Tasks and exercises:
1. Transcribe the corpus assignment text below word for word, from "(4. Lexical: what" to "discusses the construction.".
2. For each statement about the corpus assignment text below, answer yes or no and quote the words of the text that decide it. (a) The paper is to be sent as a Word document. (b) GloWbE is one of the sources listed for historical variation. (c) Preposition stranding is covered in chapter 3 of the class textbook.

Page extract:
(begin)

Optional: 3-4 page paper (which includes charts and/or figures).

Send it to me (mark_davies@byu.edu) as a Word document by Friday, Dec 13, 8 AM -- sorry, no exceptions.

Pick a syntactic construction (or an issue in morphology) from the list below and then comment on variation and change with the construction.

For the phenomenon you've chosen, look at the following types of variation from the BYU corpora:

1. Genre variation: COCA  and BNC
2. Dialectal variation: COCA/BNC and GloWbE
3. Historical: COHA, TIME, Google Books, and COCA (1990-2012)
(4. Lexical: what words did it start with, or change with the most)

If you want to see an overview of the phenomenon, look in our class textbook (Biber, et al) . The [CHAPTER] column in the table below shows which chapter in the book discusses the construction.

Examples:

  • END up V-ING (he'll end up paying too much)
  • Help / help to (I helped John (to) clean the car)
  • HAVE as +/- main verb (have you the time?, do you have the time?)
CHAPTER TOPIC
3 Preposition stranding (He's the one I was talking to)
4 Pronouns and gender (he or she)
5 Phrasal verbs: frequency of "separated" verbs: look (up) the word (up)
6 Can / may (can / may I use the phone?)
6 Passive (was studied)
6 Get passive (got run over (vs. was run over))
6 Progressive (is watching)
6 Perfect (HAVE seen)

(end)

Provided data:
(begin)

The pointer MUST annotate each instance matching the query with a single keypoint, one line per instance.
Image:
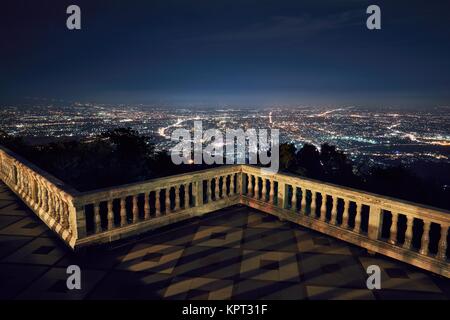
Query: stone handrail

(end)

Solved tasks:
1.
(4. Lexical: what words did it start with, or change with the most)

If you want to see an overview of the phenomenon, look in our class textbook (Biber, et al) . The [CHAPTER] column in the table below shows which chapter in the book discusses the construction.

2.
(a) Yes: "Send it to me (mark_davies@byu.edu) as a Word document"
(b) No: "Historical: COHA, TIME, Google Books, and COCA (1990-2012)"
(c) Yes: "3 Preposition stranding (He's the one I was talking to)"